## Extract provided
Welcome to another edition of Cubers Anonymous!
Welcome to another edition of Cubers Anonymous! Theros is upon us, and I’m sure by now you’ve seen tons of articles talking all about the shiny new Theros cards.
Good! Because you’re going to read another one, and it’s going to thematically tie into my topic today. (For the fact that it actually ties in and the fact that you’ve read a bunch about Theros already. Sense a theme?) First, I want us to look back to my article from a couple of months ago regarding rules and why they should be important to your Cube experience. Don’t worry—we’re not talking about rules today, so you don’t need to start scrambling for the back button on your browser.
At the end of that article, I told you that I believed the rule of having any single card only appear once in a Cube is important to me, as it helps define my Cube experience. This doesn’t mean that I like the fact that there is only one of cards important for archetypes like a Green’s Sun Zenith or Hymn to Tourach, just that I’m unwilling to break my own rule of one copy of each card—no exceptions. Luckily Magic is growing at a torrid pace, and the good folks in Renton have ratcheted up the power of cards in general over time, so when you want more copies of a card in your Cube, chances are a similar card is coming down the pipeline.
Interestingly enough, Magic’s latest expansion has two different kinds of cards: brand-spanking-new cards and cards we’ve pretty much seen before. Both are clearly important to Cube, but let’s check out the new stuff first. This isn’t going to be a traditional review by any means, as Usman has you covered for that with his article last week. Instead I’ll be looking at Theros in a big picture kind of way.
The More Things Change . . .
Theros is mechanically comprised of four parts: bestow, monstrosity, heroic, and the Gods. Let’s start from the top of the mountain and work our way down.
City Of God(s)

## Problem 1
Name the four parts that the Theros article says make up the set's mechanics.
## Problem 2
In the Theros article, who does the writer say has a traditional review of the set covered?
## Problem 3
Please return the passage of the Theros article that opens with the words containing "Interestingly enough, Magic’s" and closes with "Change . . .".
None of the material after this point is needed.

## Material provided
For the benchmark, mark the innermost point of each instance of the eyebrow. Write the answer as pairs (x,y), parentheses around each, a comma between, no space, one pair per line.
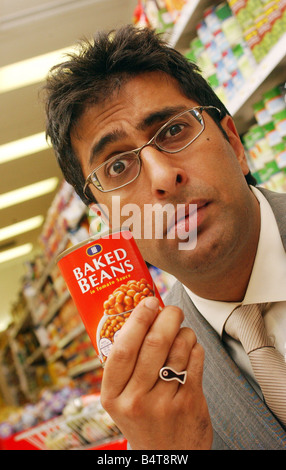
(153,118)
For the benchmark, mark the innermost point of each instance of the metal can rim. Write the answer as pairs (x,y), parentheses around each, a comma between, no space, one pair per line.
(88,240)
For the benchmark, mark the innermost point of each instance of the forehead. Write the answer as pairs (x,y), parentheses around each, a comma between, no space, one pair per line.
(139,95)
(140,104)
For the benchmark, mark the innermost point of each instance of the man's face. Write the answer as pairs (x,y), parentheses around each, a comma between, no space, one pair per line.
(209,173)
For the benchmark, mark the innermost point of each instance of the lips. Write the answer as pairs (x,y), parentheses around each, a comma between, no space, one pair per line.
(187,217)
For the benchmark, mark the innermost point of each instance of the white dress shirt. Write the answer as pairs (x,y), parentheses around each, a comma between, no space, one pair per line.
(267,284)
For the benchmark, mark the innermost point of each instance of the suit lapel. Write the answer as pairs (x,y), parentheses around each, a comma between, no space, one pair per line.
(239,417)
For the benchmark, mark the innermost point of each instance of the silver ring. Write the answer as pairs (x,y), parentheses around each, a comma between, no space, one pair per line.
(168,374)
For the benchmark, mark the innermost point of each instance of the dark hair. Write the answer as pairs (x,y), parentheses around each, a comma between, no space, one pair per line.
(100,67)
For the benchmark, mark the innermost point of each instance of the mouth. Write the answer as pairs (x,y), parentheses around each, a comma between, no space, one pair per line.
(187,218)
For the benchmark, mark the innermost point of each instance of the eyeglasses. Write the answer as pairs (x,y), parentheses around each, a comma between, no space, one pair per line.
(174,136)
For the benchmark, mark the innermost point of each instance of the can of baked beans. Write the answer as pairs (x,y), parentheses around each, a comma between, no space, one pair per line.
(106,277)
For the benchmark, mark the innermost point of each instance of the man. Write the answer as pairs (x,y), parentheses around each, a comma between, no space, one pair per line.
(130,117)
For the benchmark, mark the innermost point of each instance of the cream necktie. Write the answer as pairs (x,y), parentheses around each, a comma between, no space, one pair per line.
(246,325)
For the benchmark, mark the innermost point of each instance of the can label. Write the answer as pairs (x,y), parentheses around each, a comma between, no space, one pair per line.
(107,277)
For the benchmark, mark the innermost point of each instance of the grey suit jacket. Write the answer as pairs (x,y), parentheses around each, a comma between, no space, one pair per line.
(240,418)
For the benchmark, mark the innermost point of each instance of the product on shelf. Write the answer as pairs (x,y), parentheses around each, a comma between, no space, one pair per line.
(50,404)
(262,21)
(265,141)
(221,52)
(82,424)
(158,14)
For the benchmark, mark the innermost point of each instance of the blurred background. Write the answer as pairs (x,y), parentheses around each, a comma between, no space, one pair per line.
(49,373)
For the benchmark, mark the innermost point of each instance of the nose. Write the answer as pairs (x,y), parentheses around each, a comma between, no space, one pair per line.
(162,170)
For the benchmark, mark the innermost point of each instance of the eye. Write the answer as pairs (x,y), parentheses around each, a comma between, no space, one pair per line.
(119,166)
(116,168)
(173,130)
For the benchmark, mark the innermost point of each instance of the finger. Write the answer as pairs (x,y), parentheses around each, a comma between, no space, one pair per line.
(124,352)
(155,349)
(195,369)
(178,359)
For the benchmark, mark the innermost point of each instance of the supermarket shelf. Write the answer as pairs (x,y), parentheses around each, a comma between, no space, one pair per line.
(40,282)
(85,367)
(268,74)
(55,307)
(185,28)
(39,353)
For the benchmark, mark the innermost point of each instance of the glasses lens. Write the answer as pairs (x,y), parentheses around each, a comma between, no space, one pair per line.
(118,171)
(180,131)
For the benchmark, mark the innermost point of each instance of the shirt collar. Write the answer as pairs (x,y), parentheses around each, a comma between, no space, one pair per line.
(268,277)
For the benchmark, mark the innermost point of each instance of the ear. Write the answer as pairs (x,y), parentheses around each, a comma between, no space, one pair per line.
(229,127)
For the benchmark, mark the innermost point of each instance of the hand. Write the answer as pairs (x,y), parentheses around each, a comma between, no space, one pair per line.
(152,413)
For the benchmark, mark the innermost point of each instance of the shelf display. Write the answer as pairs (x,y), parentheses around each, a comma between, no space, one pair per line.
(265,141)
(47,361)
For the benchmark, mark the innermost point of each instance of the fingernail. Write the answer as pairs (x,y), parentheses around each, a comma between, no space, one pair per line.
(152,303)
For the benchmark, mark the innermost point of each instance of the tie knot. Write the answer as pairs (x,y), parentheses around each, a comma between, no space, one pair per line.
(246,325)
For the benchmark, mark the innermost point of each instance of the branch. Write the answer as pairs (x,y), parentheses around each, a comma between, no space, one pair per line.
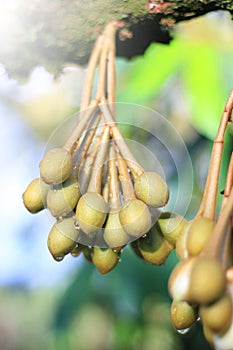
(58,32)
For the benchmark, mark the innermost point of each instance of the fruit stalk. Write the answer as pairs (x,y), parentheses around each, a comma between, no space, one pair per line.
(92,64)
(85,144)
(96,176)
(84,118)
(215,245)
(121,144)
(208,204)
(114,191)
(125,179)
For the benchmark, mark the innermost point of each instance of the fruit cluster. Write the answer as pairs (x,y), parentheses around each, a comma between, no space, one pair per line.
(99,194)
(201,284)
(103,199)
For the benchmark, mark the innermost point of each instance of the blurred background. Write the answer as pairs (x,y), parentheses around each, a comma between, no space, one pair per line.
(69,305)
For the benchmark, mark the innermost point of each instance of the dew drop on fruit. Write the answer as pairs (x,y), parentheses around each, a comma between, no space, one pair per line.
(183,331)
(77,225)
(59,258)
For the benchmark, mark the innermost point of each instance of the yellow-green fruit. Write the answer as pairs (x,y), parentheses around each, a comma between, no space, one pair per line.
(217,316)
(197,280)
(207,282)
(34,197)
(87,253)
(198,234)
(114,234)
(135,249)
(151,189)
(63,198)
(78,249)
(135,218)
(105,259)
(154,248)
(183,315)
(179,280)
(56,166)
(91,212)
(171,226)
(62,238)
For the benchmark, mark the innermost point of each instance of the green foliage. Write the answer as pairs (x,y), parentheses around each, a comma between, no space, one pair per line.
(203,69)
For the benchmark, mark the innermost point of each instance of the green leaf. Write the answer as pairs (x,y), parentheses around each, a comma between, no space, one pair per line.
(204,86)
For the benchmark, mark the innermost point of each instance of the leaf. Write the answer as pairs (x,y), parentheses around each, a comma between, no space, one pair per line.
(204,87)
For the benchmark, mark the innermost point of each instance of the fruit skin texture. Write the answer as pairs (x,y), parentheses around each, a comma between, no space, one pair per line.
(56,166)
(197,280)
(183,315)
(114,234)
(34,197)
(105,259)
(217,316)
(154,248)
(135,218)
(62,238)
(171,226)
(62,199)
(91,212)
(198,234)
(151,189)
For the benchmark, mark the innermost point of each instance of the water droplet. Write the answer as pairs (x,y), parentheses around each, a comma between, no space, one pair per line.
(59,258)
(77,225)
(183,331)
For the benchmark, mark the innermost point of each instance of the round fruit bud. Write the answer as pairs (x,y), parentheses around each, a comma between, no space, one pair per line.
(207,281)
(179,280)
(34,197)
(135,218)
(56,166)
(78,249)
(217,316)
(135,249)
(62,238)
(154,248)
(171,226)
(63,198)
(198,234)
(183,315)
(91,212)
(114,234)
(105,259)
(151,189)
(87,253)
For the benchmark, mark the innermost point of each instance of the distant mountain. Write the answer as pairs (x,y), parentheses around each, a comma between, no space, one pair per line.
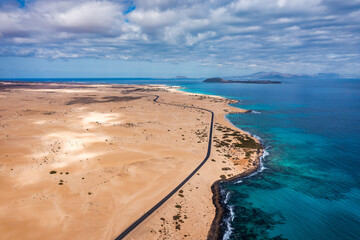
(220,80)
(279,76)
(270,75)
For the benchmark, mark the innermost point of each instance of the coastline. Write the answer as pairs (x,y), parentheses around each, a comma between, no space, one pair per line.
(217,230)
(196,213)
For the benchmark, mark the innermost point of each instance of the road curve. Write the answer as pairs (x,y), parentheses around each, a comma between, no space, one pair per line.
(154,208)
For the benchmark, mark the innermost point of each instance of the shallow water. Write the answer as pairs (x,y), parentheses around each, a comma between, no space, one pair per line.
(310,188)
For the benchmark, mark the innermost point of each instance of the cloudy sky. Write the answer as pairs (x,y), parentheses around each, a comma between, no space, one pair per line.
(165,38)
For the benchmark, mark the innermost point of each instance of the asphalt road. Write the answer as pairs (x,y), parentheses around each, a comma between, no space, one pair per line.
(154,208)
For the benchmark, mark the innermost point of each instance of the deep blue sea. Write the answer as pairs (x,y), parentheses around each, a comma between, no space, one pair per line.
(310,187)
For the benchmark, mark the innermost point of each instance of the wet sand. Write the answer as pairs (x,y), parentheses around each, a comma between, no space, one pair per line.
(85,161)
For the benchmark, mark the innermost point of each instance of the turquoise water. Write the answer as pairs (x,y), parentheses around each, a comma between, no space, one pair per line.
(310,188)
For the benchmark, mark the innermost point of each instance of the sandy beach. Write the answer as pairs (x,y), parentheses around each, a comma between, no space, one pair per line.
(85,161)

## Correct result 1
Bestow, monstrosity, heroic, and the Gods.

## Correct result 2
Usman, with his article the week before.

## Correct result 3
Interestingly enough, Magic’s latest expansion has two different kinds of cards: brand-spanking-new cards and cards we’ve pretty much seen before. Both are clearly important to Cube, but let’s check out the new stuff first. This isn’t going to be a traditional review by any means, as Usman has you covered for that with his article last week. Instead I’ll be looking at Theros in a big picture kind of way.
The More Things Change . . .